Codeforces Round #440 (Div. 2) A,B,C

A. Search for Pretty Integers
time limit per test
1 second
memory limit per test
256 megabytes
input
standard input
output
standard output

You are given two lists of non-zero digits.

Let's call an integer pretty if its (base 10) representation has at least one digit from the first list and at least one digit from the second list. What is the smallest positive pretty integer?

Input

The first line contains two integers n and m (1 ≤ n, m ≤ 9) — the lengths of the first and the second lists, respectively.

The second line contains n distinct digits a1, a2, ..., an (1 ≤ ai ≤ 9) — the elements of the first list.

The third line contains m distinct digits b1, b2, ..., bm (1 ≤ bi ≤ 9) — the elements of the second list.

Output

Print the smallest pretty integer.

Examples
input
2 3
4 2
5 7 6
output
25
input
8 8
1 2 3 4 5 6 7 8
8 7 6 5 4 3 2 1
output
1
Note

In the first example 25, 46, 24567 are pretty, as well as many other integers. The smallest among them is 25. 42 and 24 are not pretty because they don't have digits from the second list.

In the second example all integers that have at least one digit different from 9 are pretty. It's obvious that the smallest among them is 1, because it's the smallest positive integer.

 

 水题

#include<bits/stdc++.h>
using namespace std;
const int MAX = 20;
int main()
{
    int n,m,a[MAX],b[MAX],ans=999,i,j;
    cin>>n>>m;
    for(i=1;i<=n;i++) cin>>a[i];
    for(i=1;i<=m;i++) cin>>b[i];
    sort(a+1,a+1+n);
    sort(b+1,b+1+m);
    for(i=1;i<=n;i++)
    for(j=1;j<=m;j++)
    {
        if(a[i]==b[j])ans=min(ans,a[i]);
    }
    if(ans==999)

简短练习 1:
从题解中包含“The first line”的文字开始，到“smallest pretty integer.”之后结束，把这一段原样重新给出。
简短练习 2:
找出记录中所有含有字符串“collar”的行，逐行照抄。
这些记录与题解的内容毫无关系。

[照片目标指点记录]
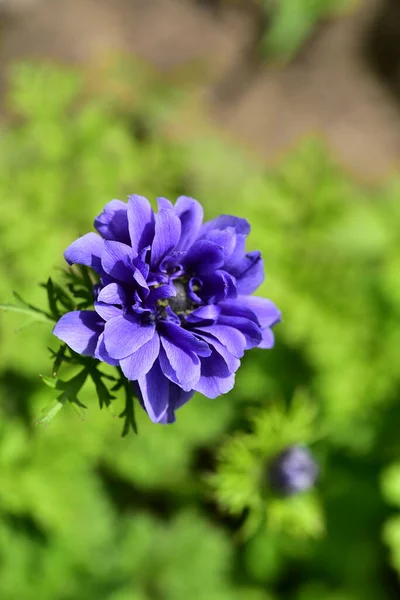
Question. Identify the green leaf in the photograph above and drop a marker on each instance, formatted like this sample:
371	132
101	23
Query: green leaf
50	412
34	313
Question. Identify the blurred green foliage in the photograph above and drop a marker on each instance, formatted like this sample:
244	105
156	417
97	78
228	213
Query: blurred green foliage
86	514
290	23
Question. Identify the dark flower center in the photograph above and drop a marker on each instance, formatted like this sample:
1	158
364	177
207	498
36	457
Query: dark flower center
181	302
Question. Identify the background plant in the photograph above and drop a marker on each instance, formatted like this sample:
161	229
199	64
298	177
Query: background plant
84	513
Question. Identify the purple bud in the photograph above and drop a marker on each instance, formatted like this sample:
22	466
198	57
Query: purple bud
293	470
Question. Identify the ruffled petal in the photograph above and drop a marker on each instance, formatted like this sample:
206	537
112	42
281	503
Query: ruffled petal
80	330
154	389
205	315
139	363
107	311
86	250
232	362
185	365
164	203
190	213
264	309
117	259
240	225
247	327
203	257
215	378
177	398
226	238
113	293
102	354
250	274
140	221
167	234
126	334
268	339
183	338
230	337
112	223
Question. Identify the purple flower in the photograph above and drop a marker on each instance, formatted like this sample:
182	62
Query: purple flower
173	308
293	470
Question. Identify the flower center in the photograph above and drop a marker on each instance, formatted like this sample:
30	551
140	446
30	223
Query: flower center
181	302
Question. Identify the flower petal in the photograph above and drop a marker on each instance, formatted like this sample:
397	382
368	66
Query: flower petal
80	330
249	329
102	354
164	203
230	337
183	338
107	311
241	226
177	398
250	274
268	339
190	213
154	389
167	234
226	238
215	378
116	260
185	365
232	362
264	309
126	334
112	223
86	250
205	314
203	257
139	363
112	293
141	222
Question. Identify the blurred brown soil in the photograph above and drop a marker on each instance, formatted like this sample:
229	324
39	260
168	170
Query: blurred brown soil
333	87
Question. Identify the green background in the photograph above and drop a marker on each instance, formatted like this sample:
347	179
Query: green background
87	514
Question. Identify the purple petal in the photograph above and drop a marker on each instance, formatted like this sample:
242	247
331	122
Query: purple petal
225	238
249	329
268	339
264	309
241	226
177	398
235	260
139	363
86	250
112	293
160	293
250	274
204	257
117	260
167	234
124	335
164	203
154	389
107	311
102	354
215	378
185	365
230	337
183	338
112	223
238	308
218	286
190	213
80	329
231	361
141	222
205	314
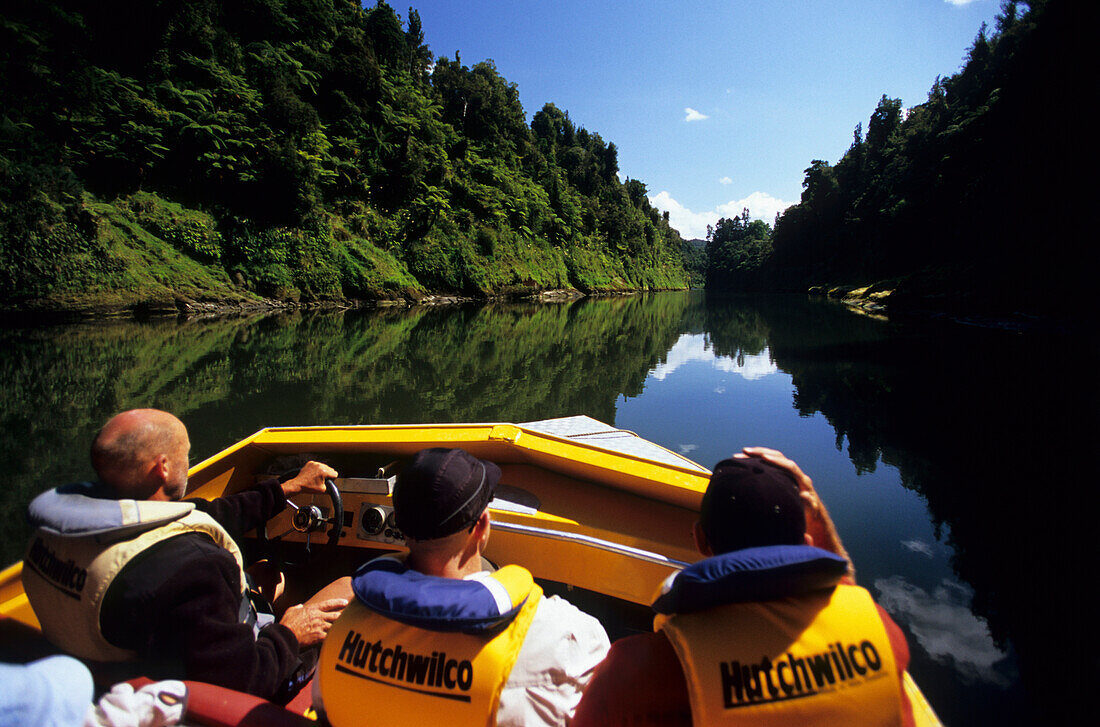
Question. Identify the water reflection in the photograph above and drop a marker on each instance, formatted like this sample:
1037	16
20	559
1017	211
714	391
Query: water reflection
976	558
695	347
946	628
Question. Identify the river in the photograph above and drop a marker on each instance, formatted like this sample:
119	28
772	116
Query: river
949	455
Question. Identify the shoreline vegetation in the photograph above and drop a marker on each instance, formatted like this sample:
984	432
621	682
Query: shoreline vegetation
196	158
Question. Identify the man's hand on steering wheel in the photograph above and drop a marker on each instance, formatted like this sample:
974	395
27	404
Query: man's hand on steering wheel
309	478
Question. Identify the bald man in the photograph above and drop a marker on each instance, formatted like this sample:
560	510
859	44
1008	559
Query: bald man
123	570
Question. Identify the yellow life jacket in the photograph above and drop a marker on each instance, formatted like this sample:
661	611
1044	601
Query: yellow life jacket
418	649
817	658
70	562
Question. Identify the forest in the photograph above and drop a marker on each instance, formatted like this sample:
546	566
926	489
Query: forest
167	152
964	201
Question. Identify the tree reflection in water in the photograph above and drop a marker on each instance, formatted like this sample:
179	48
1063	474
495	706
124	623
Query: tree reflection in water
982	423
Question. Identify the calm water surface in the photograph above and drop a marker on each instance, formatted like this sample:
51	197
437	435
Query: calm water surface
949	456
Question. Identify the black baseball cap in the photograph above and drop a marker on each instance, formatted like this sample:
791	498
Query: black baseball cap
441	492
751	503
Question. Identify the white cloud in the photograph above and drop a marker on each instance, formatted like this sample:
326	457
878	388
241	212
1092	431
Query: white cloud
692	224
694	347
943	625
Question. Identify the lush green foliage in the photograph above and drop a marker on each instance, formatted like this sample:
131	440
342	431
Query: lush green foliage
328	153
736	252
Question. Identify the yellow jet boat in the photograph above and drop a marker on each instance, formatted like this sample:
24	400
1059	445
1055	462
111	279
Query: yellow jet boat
596	514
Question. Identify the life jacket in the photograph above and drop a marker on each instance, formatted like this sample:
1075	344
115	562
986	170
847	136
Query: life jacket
81	542
421	649
768	636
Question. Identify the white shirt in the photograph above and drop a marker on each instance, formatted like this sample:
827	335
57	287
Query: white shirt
562	648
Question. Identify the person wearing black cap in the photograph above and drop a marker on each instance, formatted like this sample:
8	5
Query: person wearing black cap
439	634
768	628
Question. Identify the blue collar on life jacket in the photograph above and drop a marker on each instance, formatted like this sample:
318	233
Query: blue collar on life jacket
751	574
387	586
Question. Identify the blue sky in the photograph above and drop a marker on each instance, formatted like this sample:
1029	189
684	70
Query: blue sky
714	105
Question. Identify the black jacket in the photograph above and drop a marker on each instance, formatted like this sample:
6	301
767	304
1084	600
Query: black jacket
177	605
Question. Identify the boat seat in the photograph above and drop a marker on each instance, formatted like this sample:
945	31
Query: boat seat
217	706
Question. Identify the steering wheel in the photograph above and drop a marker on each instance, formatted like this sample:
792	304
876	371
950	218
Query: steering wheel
309	519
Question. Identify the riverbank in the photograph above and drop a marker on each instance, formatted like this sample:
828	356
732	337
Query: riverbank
959	295
119	308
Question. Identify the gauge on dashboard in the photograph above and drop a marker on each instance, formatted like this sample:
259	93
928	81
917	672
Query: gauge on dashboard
373	519
376	522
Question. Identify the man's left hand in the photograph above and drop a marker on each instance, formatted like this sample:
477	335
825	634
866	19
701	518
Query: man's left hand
309	478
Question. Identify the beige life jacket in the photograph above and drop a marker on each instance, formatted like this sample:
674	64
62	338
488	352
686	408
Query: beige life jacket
67	573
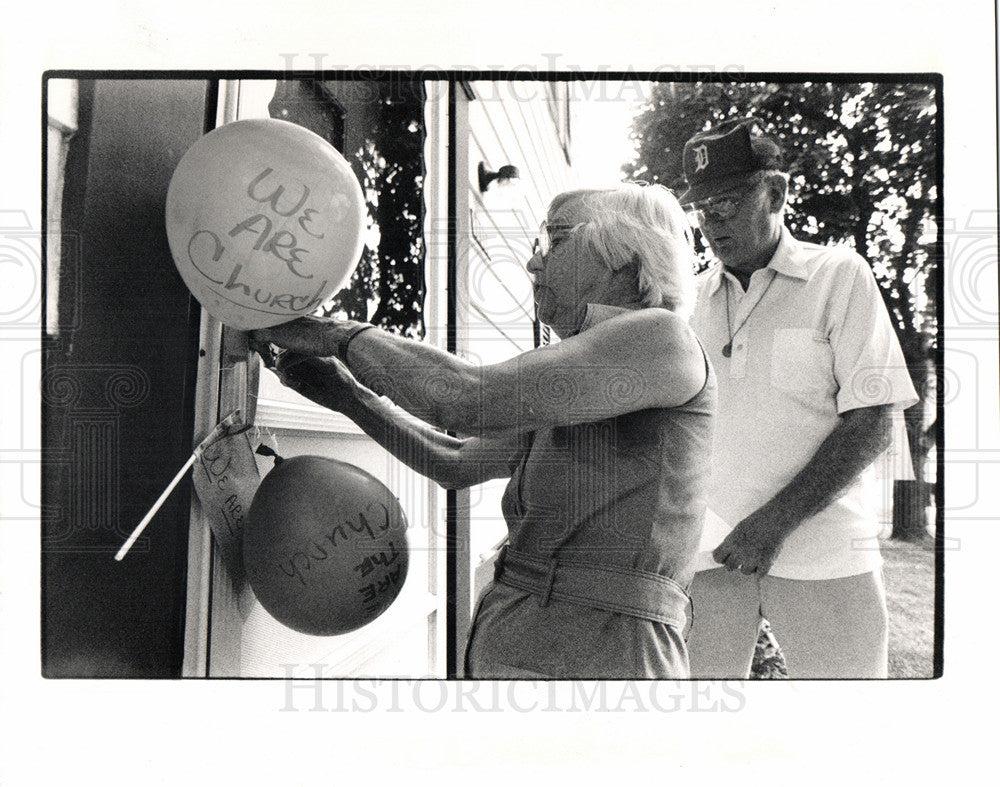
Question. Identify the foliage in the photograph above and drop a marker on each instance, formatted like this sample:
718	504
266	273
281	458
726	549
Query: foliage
387	287
862	160
390	274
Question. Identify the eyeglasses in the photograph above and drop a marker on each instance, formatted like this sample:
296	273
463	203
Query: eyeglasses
545	241
720	208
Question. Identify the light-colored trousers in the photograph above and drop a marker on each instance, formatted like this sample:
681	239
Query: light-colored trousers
830	628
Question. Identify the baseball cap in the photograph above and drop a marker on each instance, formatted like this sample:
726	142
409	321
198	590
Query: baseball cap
720	159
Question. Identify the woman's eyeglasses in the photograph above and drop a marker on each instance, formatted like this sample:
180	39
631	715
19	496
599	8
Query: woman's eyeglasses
545	241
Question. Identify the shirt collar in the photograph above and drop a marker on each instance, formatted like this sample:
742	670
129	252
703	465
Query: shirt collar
787	260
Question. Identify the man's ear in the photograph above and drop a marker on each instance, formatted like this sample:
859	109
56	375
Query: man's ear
777	193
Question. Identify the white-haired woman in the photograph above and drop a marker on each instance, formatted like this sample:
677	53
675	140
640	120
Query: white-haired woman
605	437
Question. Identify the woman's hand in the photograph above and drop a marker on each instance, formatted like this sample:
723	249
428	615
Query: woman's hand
326	381
316	336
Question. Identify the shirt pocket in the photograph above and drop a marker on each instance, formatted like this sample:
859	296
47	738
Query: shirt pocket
802	360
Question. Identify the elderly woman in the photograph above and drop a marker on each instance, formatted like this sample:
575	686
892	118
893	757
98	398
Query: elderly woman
605	437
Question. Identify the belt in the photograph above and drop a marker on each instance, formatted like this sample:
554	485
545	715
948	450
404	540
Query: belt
611	588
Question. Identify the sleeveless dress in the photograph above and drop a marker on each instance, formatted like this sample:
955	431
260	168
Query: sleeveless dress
625	495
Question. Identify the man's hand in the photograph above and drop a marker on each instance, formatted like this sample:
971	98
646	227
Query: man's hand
753	544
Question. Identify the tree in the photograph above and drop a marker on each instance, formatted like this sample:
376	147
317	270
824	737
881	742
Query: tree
387	286
862	161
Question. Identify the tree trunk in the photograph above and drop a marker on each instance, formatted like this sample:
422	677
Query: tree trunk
909	510
911	498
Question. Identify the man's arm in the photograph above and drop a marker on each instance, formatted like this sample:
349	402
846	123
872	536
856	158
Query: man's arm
857	440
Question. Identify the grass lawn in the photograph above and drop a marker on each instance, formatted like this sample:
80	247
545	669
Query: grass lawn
909	587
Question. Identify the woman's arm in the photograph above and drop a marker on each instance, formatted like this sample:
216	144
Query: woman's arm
451	462
640	359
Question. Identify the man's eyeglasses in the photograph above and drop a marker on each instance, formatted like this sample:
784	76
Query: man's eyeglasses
720	208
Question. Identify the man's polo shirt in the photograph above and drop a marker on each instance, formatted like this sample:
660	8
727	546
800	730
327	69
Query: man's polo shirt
811	339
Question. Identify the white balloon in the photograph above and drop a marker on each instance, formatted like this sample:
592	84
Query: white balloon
265	221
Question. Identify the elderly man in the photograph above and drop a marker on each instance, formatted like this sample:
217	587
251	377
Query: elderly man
809	370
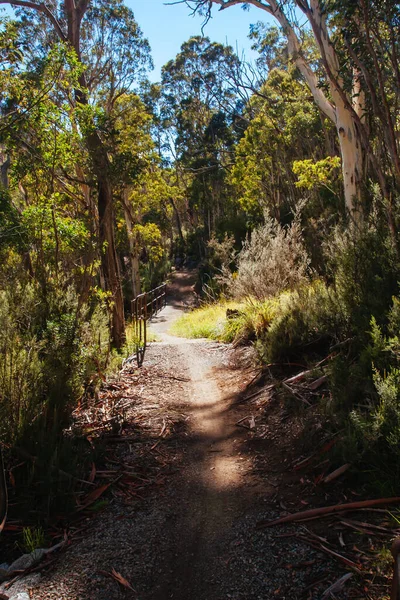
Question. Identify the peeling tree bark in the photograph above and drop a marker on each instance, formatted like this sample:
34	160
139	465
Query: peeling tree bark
75	11
133	250
341	111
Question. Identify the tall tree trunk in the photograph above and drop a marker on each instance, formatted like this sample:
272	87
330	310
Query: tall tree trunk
178	220
74	11
352	158
109	261
133	250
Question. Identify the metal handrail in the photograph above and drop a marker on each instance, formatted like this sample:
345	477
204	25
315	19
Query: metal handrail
395	595
144	307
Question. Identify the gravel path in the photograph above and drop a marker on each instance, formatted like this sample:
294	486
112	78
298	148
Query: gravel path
195	537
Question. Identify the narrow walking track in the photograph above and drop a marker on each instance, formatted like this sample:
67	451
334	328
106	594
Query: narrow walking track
194	535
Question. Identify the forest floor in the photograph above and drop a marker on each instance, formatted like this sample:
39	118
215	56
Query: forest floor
191	469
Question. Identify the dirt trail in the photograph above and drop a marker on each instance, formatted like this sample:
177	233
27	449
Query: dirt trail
192	534
212	473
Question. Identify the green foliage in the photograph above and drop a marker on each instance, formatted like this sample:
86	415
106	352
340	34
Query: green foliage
312	174
272	260
206	322
33	539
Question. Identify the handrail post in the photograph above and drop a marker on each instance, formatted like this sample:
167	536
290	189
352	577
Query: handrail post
396	570
144	307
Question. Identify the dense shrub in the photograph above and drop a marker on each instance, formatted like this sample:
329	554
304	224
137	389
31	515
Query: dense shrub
272	260
53	347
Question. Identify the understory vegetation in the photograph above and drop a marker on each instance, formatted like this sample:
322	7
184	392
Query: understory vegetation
278	181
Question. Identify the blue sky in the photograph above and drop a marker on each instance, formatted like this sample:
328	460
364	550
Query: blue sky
167	27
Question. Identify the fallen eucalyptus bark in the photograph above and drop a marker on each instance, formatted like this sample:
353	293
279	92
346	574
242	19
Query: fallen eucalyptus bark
328	510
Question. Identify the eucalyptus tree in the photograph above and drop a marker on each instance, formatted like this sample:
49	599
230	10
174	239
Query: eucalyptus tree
344	99
109	46
199	106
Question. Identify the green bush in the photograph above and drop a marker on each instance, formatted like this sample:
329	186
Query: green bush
52	346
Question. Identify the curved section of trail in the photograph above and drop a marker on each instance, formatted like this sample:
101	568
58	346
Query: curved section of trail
191	534
206	492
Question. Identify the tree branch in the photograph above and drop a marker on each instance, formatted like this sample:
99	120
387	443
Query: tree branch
39	8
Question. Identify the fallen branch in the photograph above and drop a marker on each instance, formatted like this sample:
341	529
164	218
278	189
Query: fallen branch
337	586
337	473
328	510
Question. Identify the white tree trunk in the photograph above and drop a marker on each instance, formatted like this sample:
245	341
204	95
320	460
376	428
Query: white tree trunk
352	159
133	252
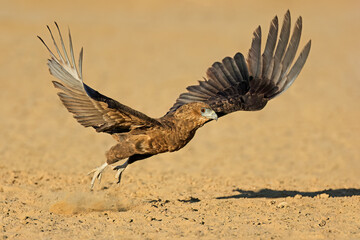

完整回答 1:
The first line contains two integers n and m (1 ≤ n, m ≤ 9) — the lengths of the first and the second lists, respectively.

The second line contains n distinct digits a1, a2, ..., an (1 ≤ ai ≤ 9) — the elements of the first list.

The third line contains m distinct digits b1, b2, ..., bm (1 ≤ bi ≤ 9) — the elements of the second list.

Output

Print the smallest pretty integer.

完整回答 2:
Question. Identify the blue collar on life jacket in the photograph above and drop a marker on each instance, formatted like this sample:
Query: blue collar on life jacket
Question. Identify the shirt collar in the photograph above and drop a marker on each instance, formatted like this sample:
Query: shirt collar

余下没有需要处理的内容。